— SHORT PROBLEM —
Which lines in the items below contain the word "tree", with case mattering? Collect every such line.

— MATERIAL FOR THIS EXERCISE —
____

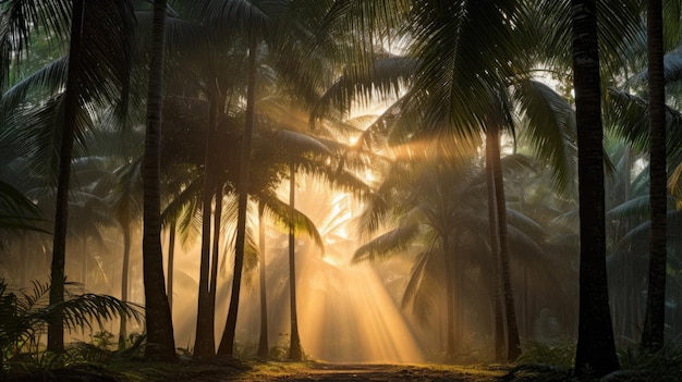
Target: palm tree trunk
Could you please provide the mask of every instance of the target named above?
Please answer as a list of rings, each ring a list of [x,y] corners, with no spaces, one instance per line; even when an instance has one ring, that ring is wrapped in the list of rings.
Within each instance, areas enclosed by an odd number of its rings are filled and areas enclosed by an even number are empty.
[[[174,274],[174,266],[175,266],[175,222],[171,222],[170,229],[168,230],[168,270],[167,282],[166,282],[166,295],[168,296],[168,308],[171,311],[171,317],[173,313],[173,274]]]
[[[291,308],[291,342],[289,345],[289,359],[300,361],[303,359],[303,349],[301,348],[301,336],[299,335],[299,315],[296,313],[296,242],[294,236],[293,209],[295,207],[296,194],[296,164],[292,160],[289,164],[289,207],[292,215],[289,222],[289,288],[290,288],[290,308]]]
[[[216,354],[216,335],[215,335],[215,309],[211,308],[211,293],[210,293],[210,223],[211,223],[211,209],[214,194],[216,194],[216,200],[218,200],[217,193],[215,193],[215,172],[212,160],[212,141],[216,136],[216,118],[217,118],[217,103],[214,100],[210,102],[209,115],[208,115],[208,130],[206,132],[206,150],[204,152],[204,201],[203,201],[203,215],[202,215],[202,260],[199,263],[199,293],[198,293],[198,307],[196,317],[196,341],[194,343],[194,358],[199,360],[206,360],[215,357]],[[217,219],[217,217],[216,217]],[[214,236],[217,232],[214,232]],[[215,304],[212,304],[215,307]]]
[[[667,162],[666,162],[666,79],[663,77],[663,32],[661,0],[648,1],[647,45],[649,71],[649,204],[651,242],[649,278],[642,333],[642,347],[656,352],[663,346],[666,324],[667,264]]]
[[[64,263],[66,257],[66,222],[69,215],[69,184],[76,112],[78,109],[78,73],[81,72],[81,41],[83,36],[84,1],[73,0],[71,14],[71,45],[69,47],[69,70],[64,90],[64,119],[62,121],[61,148],[59,155],[59,178],[54,211],[54,237],[52,242],[52,263],[50,266],[50,305],[64,300]],[[64,349],[64,315],[58,311],[54,320],[48,323],[47,349]]]
[[[222,332],[218,355],[232,357],[234,348],[234,333],[236,330],[236,315],[240,305],[242,285],[242,268],[244,264],[244,246],[246,242],[246,212],[248,205],[248,172],[251,171],[251,146],[254,134],[254,108],[256,103],[256,48],[257,39],[255,27],[248,36],[248,78],[246,90],[246,120],[244,123],[244,139],[240,167],[239,201],[236,217],[236,243],[234,245],[234,272],[232,275],[232,292],[226,328]]]
[[[83,286],[87,284],[87,235],[83,237],[83,259],[81,260],[81,282]]]
[[[218,181],[218,183],[221,183]],[[220,227],[222,225],[222,187],[216,190],[216,208],[214,211],[214,239],[212,255],[210,259],[210,282],[208,285],[210,325],[216,326],[216,291],[218,289],[218,262],[220,260]],[[216,330],[211,330],[211,335],[216,336]],[[216,341],[214,340],[214,352]]]
[[[145,284],[147,347],[146,357],[175,358],[173,322],[166,296],[161,254],[161,109],[163,102],[163,50],[167,0],[155,0],[151,29],[151,63],[147,96],[147,128],[143,162],[144,234],[143,273]]]
[[[129,224],[121,226],[123,230],[123,264],[121,266],[121,300],[127,301],[127,276],[131,260],[131,227]],[[125,348],[125,338],[127,338],[127,318],[121,315],[119,324],[119,349]]]
[[[495,145],[491,134],[486,133],[486,185],[488,193],[488,229],[490,230],[490,264],[495,280],[492,285],[492,304],[495,311],[495,360],[504,361],[504,316],[502,311],[502,278],[500,275],[499,235],[497,230],[497,210],[495,199],[495,178],[492,173],[492,151],[488,149]]]
[[[454,356],[454,254],[450,248],[450,238],[447,233],[441,234],[442,239],[442,251],[443,258],[446,262],[446,308],[448,312],[446,313],[447,318],[447,347],[446,347],[446,356],[453,357]]]
[[[619,368],[606,273],[604,132],[595,0],[572,0],[573,82],[579,150],[580,312],[575,372],[600,378]]]
[[[260,341],[258,342],[258,358],[268,359],[270,345],[268,344],[268,298],[265,272],[265,222],[263,212],[265,204],[258,202],[258,247],[260,248]]]
[[[507,232],[507,200],[504,198],[504,183],[500,162],[500,131],[497,124],[491,124],[486,134],[490,134],[490,159],[492,160],[492,182],[495,184],[495,205],[497,210],[497,232],[500,250],[500,275],[504,298],[504,317],[507,319],[507,361],[513,362],[521,355],[521,341],[516,323],[516,308],[514,292],[511,283],[511,260]],[[486,138],[487,139],[487,138]],[[486,147],[488,149],[488,147]]]

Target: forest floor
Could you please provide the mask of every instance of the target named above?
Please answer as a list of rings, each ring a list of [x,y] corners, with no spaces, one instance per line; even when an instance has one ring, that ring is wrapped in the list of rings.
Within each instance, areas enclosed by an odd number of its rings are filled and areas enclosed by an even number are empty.
[[[200,370],[186,370],[174,382],[223,381],[452,381],[491,382],[504,375],[507,369],[495,367],[455,367],[441,365],[337,365],[267,362],[257,367],[235,368],[216,366]]]

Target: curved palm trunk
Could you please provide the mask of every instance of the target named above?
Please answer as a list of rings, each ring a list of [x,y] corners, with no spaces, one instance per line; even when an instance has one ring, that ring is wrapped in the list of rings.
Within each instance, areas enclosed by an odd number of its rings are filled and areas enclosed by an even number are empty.
[[[299,335],[299,315],[296,313],[296,242],[294,236],[293,209],[295,206],[296,192],[296,165],[292,161],[289,164],[289,207],[292,210],[291,222],[289,223],[289,288],[291,308],[291,342],[289,345],[289,359],[300,361],[303,359],[301,348],[301,336]]]
[[[497,210],[497,233],[499,238],[499,268],[504,299],[504,317],[507,321],[507,361],[513,362],[521,355],[521,341],[519,338],[519,325],[516,323],[516,308],[514,306],[514,292],[511,283],[511,260],[509,257],[509,244],[507,232],[507,200],[504,198],[504,183],[502,180],[502,165],[500,163],[500,131],[496,124],[488,127],[486,134],[490,135],[491,145],[486,146],[490,150],[492,164],[492,183],[495,185],[495,205]],[[486,140],[488,138],[486,137]]]
[[[256,32],[252,28],[248,36],[248,79],[246,91],[246,121],[242,143],[242,163],[240,167],[239,202],[236,217],[236,243],[234,245],[234,272],[232,275],[232,293],[226,328],[222,332],[218,355],[232,357],[236,315],[240,305],[242,286],[242,268],[244,264],[244,245],[246,242],[246,212],[248,205],[248,172],[251,171],[251,146],[254,135],[254,107],[256,103]]]
[[[504,361],[504,316],[502,312],[502,278],[500,275],[499,235],[495,198],[495,177],[492,173],[492,151],[487,147],[495,145],[492,134],[486,133],[486,188],[488,194],[488,230],[490,231],[490,266],[495,280],[492,292],[492,310],[495,311],[495,360]]]
[[[265,223],[263,219],[264,210],[265,204],[260,201],[258,204],[258,247],[260,248],[260,269],[258,270],[260,278],[260,341],[258,342],[258,358],[268,359],[270,354],[270,345],[268,344],[268,298],[265,273]]]
[[[649,246],[649,278],[642,347],[656,352],[663,346],[666,324],[666,81],[663,78],[663,33],[661,0],[648,0],[647,19],[649,71],[649,204],[651,242]]]
[[[64,262],[66,257],[66,222],[69,210],[69,183],[75,118],[78,109],[78,73],[81,72],[81,41],[83,36],[83,0],[73,0],[71,15],[71,46],[69,47],[69,71],[64,90],[64,119],[62,121],[61,148],[59,155],[59,180],[54,212],[54,237],[52,263],[50,266],[50,305],[64,300]],[[48,323],[47,348],[50,352],[64,349],[64,315],[58,311]]]
[[[600,378],[619,368],[606,273],[604,149],[595,0],[572,0],[573,82],[579,150],[580,312],[575,372]]]
[[[220,182],[219,182],[220,183]],[[222,188],[218,187],[216,192],[216,210],[214,212],[214,245],[212,255],[210,259],[210,283],[208,285],[209,292],[209,307],[210,307],[210,325],[216,326],[216,291],[218,289],[218,260],[220,258],[220,226],[222,224]],[[211,335],[216,337],[216,330],[211,330]],[[214,342],[214,352],[215,344]]]
[[[161,254],[161,107],[163,102],[163,49],[166,41],[166,0],[154,2],[151,63],[147,96],[147,128],[143,162],[144,234],[143,274],[145,284],[147,347],[146,357],[175,358],[173,322],[166,296]]]
[[[131,260],[131,227],[123,224],[123,264],[121,266],[121,300],[127,301],[127,275]],[[127,317],[121,315],[119,324],[119,349],[125,348],[125,338],[127,337]]]

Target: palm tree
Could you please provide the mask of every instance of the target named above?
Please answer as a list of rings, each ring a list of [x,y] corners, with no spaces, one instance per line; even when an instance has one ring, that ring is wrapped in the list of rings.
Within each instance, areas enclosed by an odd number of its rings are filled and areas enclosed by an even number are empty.
[[[663,21],[661,0],[649,0],[647,11],[649,79],[649,204],[651,238],[649,276],[642,347],[663,346],[666,324],[668,176],[666,156],[666,79],[663,77]]]
[[[52,264],[50,267],[50,304],[59,305],[64,298],[64,259],[66,255],[66,222],[69,208],[69,181],[71,157],[75,132],[75,116],[78,108],[78,65],[81,64],[81,42],[83,36],[83,0],[74,0],[71,15],[71,36],[69,48],[69,73],[64,97],[64,121],[61,134],[59,158],[59,180],[57,188],[57,209],[54,212],[54,241],[52,243]],[[64,348],[63,317],[57,315],[48,324],[48,350],[59,352]]]
[[[108,17],[95,22],[100,14],[108,14]],[[84,127],[84,123],[90,123],[89,115],[83,111],[88,102],[97,107],[117,104],[119,115],[125,113],[124,95],[127,94],[130,74],[127,59],[132,52],[129,45],[132,9],[127,1],[114,3],[93,1],[87,4],[80,0],[73,3],[56,0],[40,4],[17,1],[3,8],[3,16],[7,16],[9,22],[9,27],[1,36],[3,54],[19,52],[16,57],[25,57],[24,50],[31,47],[31,37],[36,32],[53,33],[61,41],[70,42],[69,56],[56,60],[28,78],[16,83],[2,99],[4,116],[12,120],[11,115],[20,111],[16,107],[26,100],[32,89],[47,86],[49,100],[34,109],[40,110],[41,113],[35,114],[39,118],[32,123],[47,131],[53,128],[56,121],[60,126],[60,134],[52,135],[51,138],[58,139],[50,140],[57,145],[56,147],[60,147],[59,157],[47,159],[47,162],[50,160],[59,162],[56,167],[59,174],[51,264],[53,285],[50,289],[52,300],[58,303],[63,298],[61,285],[64,280],[68,232],[65,224],[73,137]],[[69,16],[70,27],[66,21]],[[65,30],[70,32],[66,34]],[[102,49],[103,47],[107,48]],[[3,62],[7,64],[10,60],[3,59]],[[48,330],[48,347],[52,350],[63,348],[63,329],[59,328],[59,320],[52,322]]]
[[[166,39],[167,1],[155,0],[151,62],[147,97],[147,130],[143,160],[143,266],[146,300],[147,342],[145,356],[175,358],[173,323],[166,296],[163,257],[161,255],[160,141],[163,104],[163,50]]]
[[[601,90],[596,1],[572,0],[573,76],[579,148],[580,318],[575,373],[619,368],[606,278]]]

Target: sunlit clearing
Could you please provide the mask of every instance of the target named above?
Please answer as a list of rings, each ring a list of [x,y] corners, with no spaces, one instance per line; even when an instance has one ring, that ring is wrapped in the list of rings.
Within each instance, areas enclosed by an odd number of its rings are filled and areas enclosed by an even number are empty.
[[[295,207],[316,223],[325,241],[322,255],[303,234],[296,239],[299,332],[305,354],[330,362],[423,361],[400,306],[373,266],[350,264],[357,247],[353,225],[357,206],[350,196],[330,192],[327,184],[303,175],[296,178]],[[273,319],[269,320],[270,346],[273,342],[287,346],[290,333],[284,237],[282,233],[268,244],[268,309]],[[248,309],[248,317],[240,315],[240,323],[256,329],[254,323],[259,320],[252,315],[258,313],[257,287],[254,289],[244,303],[254,308]]]
[[[333,362],[421,362],[402,312],[369,266],[306,260],[300,268],[305,352]]]

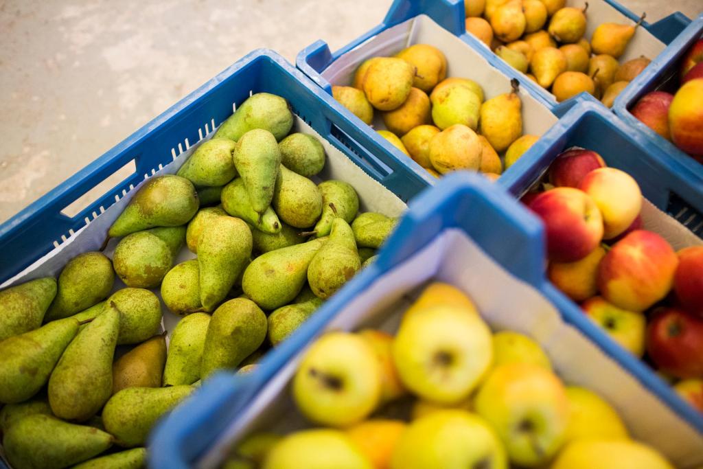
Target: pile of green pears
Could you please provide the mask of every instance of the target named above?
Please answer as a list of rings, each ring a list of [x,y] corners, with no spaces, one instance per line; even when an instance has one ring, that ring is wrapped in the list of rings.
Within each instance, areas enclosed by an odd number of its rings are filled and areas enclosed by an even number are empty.
[[[143,184],[108,231],[112,259],[0,291],[13,467],[143,467],[154,425],[202,380],[251,371],[373,261],[396,220],[314,182],[323,147],[293,123],[284,98],[252,96],[177,174]],[[186,248],[197,257],[176,264]],[[162,301],[183,316],[168,346]]]

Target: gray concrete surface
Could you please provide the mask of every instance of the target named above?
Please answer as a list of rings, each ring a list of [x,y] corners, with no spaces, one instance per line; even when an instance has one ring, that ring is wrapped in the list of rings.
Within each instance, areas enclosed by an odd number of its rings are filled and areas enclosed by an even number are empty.
[[[622,0],[654,21],[702,0]],[[0,0],[0,222],[259,47],[333,50],[390,0]],[[117,184],[129,170],[69,210]]]

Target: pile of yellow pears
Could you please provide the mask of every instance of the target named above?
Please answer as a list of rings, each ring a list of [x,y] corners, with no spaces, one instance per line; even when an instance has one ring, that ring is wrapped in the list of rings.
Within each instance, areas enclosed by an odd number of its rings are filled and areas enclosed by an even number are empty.
[[[316,428],[261,431],[225,469],[673,469],[605,399],[565,384],[527,335],[491,332],[456,287],[427,286],[395,335],[323,335],[290,387]],[[299,427],[297,427],[299,428]]]
[[[467,169],[495,180],[538,139],[522,134],[517,81],[484,100],[479,84],[447,78],[446,71],[441,51],[414,44],[393,57],[366,60],[352,86],[334,86],[332,92],[366,124],[380,113],[387,130],[378,133],[435,177]]]
[[[585,91],[612,107],[617,95],[650,62],[644,56],[621,65],[618,61],[639,23],[604,23],[589,42],[584,37],[588,2],[578,8],[566,4],[566,0],[465,0],[466,30],[550,90],[560,103]]]

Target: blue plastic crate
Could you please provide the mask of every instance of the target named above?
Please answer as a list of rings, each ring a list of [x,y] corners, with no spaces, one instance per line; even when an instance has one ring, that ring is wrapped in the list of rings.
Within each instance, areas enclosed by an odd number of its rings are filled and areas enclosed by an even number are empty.
[[[618,401],[617,405],[623,408],[620,410],[628,418],[640,419],[643,427],[646,424],[646,430],[631,429],[636,436],[640,436],[640,430],[647,432],[650,444],[676,453],[679,463],[692,465],[703,462],[703,453],[699,451],[703,445],[703,416],[646,365],[612,341],[604,339],[599,328],[547,281],[543,236],[538,219],[506,193],[475,174],[449,175],[411,203],[378,260],[269,353],[252,373],[214,376],[203,383],[193,399],[162,420],[152,435],[150,465],[157,469],[181,469],[203,463],[205,467],[212,467],[218,463],[215,460],[221,462],[225,456],[223,446],[236,432],[249,428],[247,419],[258,418],[266,408],[270,409],[266,402],[261,404],[259,401],[271,395],[268,392],[271,387],[273,392],[276,390],[285,392],[295,367],[293,361],[323,330],[355,328],[359,322],[371,320],[364,312],[370,309],[375,311],[371,313],[374,317],[382,317],[388,311],[386,308],[426,280],[437,278],[465,286],[472,283],[467,291],[472,289],[480,310],[491,311],[486,302],[499,309],[501,302],[510,301],[511,295],[498,295],[484,287],[486,274],[494,274],[496,269],[503,276],[491,281],[509,281],[515,288],[511,290],[513,293],[529,290],[540,297],[545,308],[555,309],[555,321],[563,328],[551,331],[550,335],[545,332],[550,328],[550,321],[538,321],[537,311],[520,307],[507,311],[502,322],[495,321],[494,316],[494,326],[510,328],[520,323],[523,329],[531,328],[534,336],[540,336],[541,331],[540,340],[552,352],[561,349],[569,355],[574,350],[587,350],[588,356],[598,362],[590,366],[595,370],[587,369],[589,367],[581,355],[564,359],[552,355],[553,359],[560,361],[555,362],[560,373],[582,385],[586,384],[583,380],[590,380],[594,390]],[[454,240],[462,239],[460,252],[466,252],[463,248],[467,243],[472,246],[469,252],[475,255],[475,262],[470,267],[453,250],[434,255],[438,251],[432,250],[442,242],[451,243],[452,236]],[[468,240],[465,243],[465,238]],[[447,264],[450,266],[440,270]],[[401,269],[405,270],[405,277],[399,273]],[[527,304],[524,306],[527,308]],[[365,319],[360,319],[360,314]],[[551,348],[554,344],[550,344],[546,338],[558,340],[557,338],[562,335],[568,343],[562,349],[560,346]],[[593,342],[589,338],[593,338]],[[567,369],[562,366],[565,363],[563,360],[571,361],[573,366]],[[609,374],[605,368],[617,371],[617,375]],[[624,381],[620,383],[620,380]],[[636,396],[622,392],[620,385],[628,390],[636,388],[642,394]],[[640,411],[643,409],[638,406],[646,406],[646,411]],[[278,416],[269,420],[276,419],[280,420]],[[664,428],[666,431],[661,435]]]
[[[562,117],[517,160],[498,184],[522,195],[562,151],[581,146],[598,152],[608,166],[628,173],[642,193],[699,237],[703,238],[703,184],[666,162],[663,152],[637,129],[603,106],[583,102]]]
[[[252,52],[134,132],[65,182],[0,225],[0,284],[65,243],[156,170],[212,131],[250,93],[288,100],[324,139],[407,201],[427,185],[383,150],[382,137],[361,131],[335,100],[280,56]],[[378,156],[376,156],[378,155]],[[136,171],[75,217],[62,212],[129,162]]]
[[[639,19],[639,15],[636,15],[614,0],[592,0],[590,2],[591,8],[598,3],[612,7],[633,21],[636,22]],[[508,76],[517,78],[520,82],[521,86],[529,90],[533,96],[546,105],[553,108],[557,115],[562,115],[574,105],[574,98],[557,103],[551,94],[508,65],[472,34],[467,33],[463,0],[394,0],[381,24],[334,53],[330,51],[327,43],[317,41],[298,53],[295,61],[296,65],[313,81],[331,93],[331,85],[321,75],[330,64],[382,31],[418,15],[427,15],[442,27],[460,37],[472,49],[479,51],[494,67]],[[612,20],[612,18],[608,19]],[[685,15],[677,12],[654,23],[643,22],[641,27],[664,44],[668,44],[690,22],[690,20]]]
[[[702,6],[703,7],[703,6]],[[672,170],[687,174],[703,186],[703,164],[679,150],[671,141],[643,124],[630,113],[640,98],[655,90],[675,93],[678,87],[678,68],[683,56],[698,39],[703,38],[703,14],[694,20],[656,60],[640,73],[615,100],[615,113],[628,125],[645,134],[662,149],[658,152]]]

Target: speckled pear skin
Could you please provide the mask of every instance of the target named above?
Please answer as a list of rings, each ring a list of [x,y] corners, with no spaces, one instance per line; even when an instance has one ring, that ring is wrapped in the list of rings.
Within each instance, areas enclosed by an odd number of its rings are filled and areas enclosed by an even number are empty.
[[[244,293],[264,309],[288,304],[305,285],[308,266],[326,240],[321,238],[259,256],[244,271]]]
[[[193,313],[176,325],[166,357],[164,386],[192,385],[200,379],[202,349],[209,323],[209,314]]]
[[[202,350],[200,377],[234,369],[266,339],[266,314],[250,300],[235,298],[212,314]]]
[[[280,221],[271,207],[261,217],[252,207],[242,178],[237,178],[222,189],[222,207],[232,217],[242,219],[259,231],[275,234],[280,231]]]
[[[332,222],[337,217],[352,223],[359,213],[359,195],[349,183],[343,181],[325,181],[318,184],[322,194],[322,216],[315,225],[315,236],[322,238],[330,234]]]
[[[61,355],[49,380],[49,402],[57,417],[86,420],[110,399],[120,314],[114,303],[108,304]]]
[[[269,93],[257,93],[242,103],[234,114],[222,123],[215,137],[239,141],[250,130],[264,129],[280,141],[292,127],[293,114],[285,99]]]
[[[156,226],[183,225],[198,207],[198,194],[190,181],[175,174],[153,177],[129,200],[108,234],[118,238]]]
[[[143,446],[159,418],[194,389],[193,386],[181,385],[122,390],[105,404],[103,409],[105,429],[122,447]]]
[[[56,296],[53,277],[30,280],[0,291],[0,341],[36,329]]]
[[[176,174],[195,187],[224,186],[237,176],[232,155],[237,143],[229,139],[211,139],[201,143]]]
[[[108,297],[115,283],[112,263],[102,252],[80,254],[58,276],[56,296],[44,321],[72,316]]]
[[[310,288],[318,297],[335,294],[361,268],[354,231],[341,218],[332,223],[330,238],[317,252],[308,267]]]
[[[322,214],[322,194],[312,181],[281,165],[272,205],[284,223],[309,228]]]
[[[252,256],[252,232],[243,220],[218,217],[198,240],[200,302],[205,311],[222,302]]]
[[[112,446],[109,433],[34,414],[13,425],[3,438],[5,455],[17,469],[66,468]]]
[[[161,302],[151,291],[122,288],[108,299],[108,304],[111,303],[120,311],[118,345],[138,344],[159,333]]]
[[[0,402],[37,394],[77,332],[78,321],[66,318],[0,342]]]

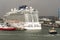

____

— WRITTEN RESPONSE —
Target: palm tree trunk
Target: palm tree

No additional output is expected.